Text block —
****************************************

I HAD DINNER : at The Delhi Blue Ginger [Taj Palace Hotel]
text : Vir Sanghvi
Posted: Saturday, Oct 10th, 2009
at 22:34 hrs IST
Vietnamese food is a tough sell at the best of times. Vietnamese restaurants tend to flourish only in countries where there is a large expatriate Vietnamese population: France, for instance. Otherwise, I have to say that it is not one of the world's great cuisines. It lacks the complexity of Thai food, to which it is most closely related. And has none of the delicious spicing of Malaysian - Indonesian cuisine.
Which is not to say that I dislike the cuisine. You can still have a very good Vietnamese meal. But, I doubt if it is the kind of cuisine that will yield new secrets each time you return to it. And with the exception of a noodle soup, few Vietnamese dishes will pass into global immortality.
Some years ago, when I was going to Vietnam, I asked Hermant Oberoi for a list of restaurants in Siagon. At the time, Hermant was researching the cuisine for the first in a series of Vietnamese restaurants that he was planning to open for the Taj Group. I went off to Hermant's recommended restaurants and while they were all fine, not one was memorable. [Frankly, I can't even remember the names].

****************************************

Given records —
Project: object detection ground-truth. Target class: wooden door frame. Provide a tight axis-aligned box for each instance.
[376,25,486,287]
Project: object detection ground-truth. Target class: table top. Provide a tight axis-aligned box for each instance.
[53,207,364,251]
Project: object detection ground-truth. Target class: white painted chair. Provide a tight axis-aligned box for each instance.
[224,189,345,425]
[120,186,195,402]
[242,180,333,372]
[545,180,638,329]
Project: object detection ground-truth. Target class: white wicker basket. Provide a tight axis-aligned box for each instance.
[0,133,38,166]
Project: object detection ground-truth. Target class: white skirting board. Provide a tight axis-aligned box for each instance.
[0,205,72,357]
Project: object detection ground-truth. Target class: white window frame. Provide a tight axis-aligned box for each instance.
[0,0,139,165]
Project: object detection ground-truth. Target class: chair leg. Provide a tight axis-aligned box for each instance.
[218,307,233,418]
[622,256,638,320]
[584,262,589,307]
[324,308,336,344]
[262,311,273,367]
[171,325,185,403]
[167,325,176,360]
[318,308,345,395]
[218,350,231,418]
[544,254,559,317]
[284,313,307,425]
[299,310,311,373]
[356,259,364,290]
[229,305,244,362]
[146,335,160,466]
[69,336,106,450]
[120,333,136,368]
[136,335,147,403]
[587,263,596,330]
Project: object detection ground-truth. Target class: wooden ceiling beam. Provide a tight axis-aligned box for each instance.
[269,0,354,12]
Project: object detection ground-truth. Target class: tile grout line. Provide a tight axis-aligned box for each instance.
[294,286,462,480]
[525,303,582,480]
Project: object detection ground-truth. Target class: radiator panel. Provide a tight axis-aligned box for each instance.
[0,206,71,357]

****************************************

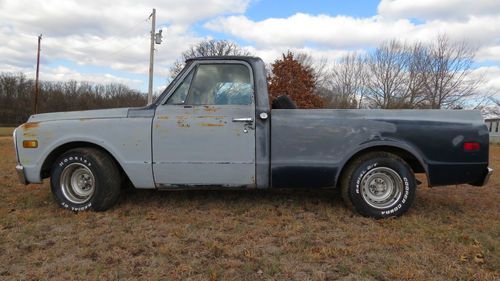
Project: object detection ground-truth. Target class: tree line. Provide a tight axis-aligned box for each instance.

****************************************

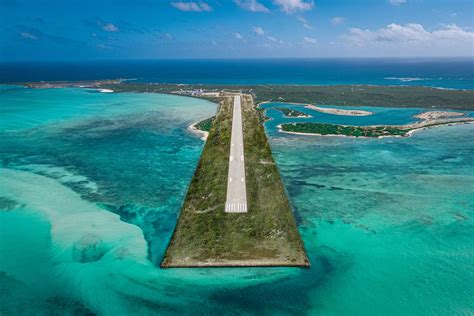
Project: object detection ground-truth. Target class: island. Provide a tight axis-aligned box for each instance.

****************************************

Required actions —
A) State whether each statement agrees with the Vietnamese food review, answering yes or no and quoting the deciding words: (i) Vietnamese restaurants tend to thrive only where there is a large expatriate Vietnamese population; (ii) Vietnamese food is most closely related to Malaysian cuisine; (iii) the writer dislikes Vietnamese cuisine.
B) According to the Vietnamese food review, for which hotel group was Hermant Oberoi planning to open a series of Vietnamese restaurants?
The records play no part in what follows and can be left aside.

List of solutions —
A)
(i) Yes: "Vietnamese restaurants tend to flourish only in countries where there is a large expatriate Vietnamese population"
(ii) No: "It lacks the complexity of Thai food, to which it is most closely related."
(iii) No: "Which is not to say that I dislike the cuisine."

B) The Taj Group.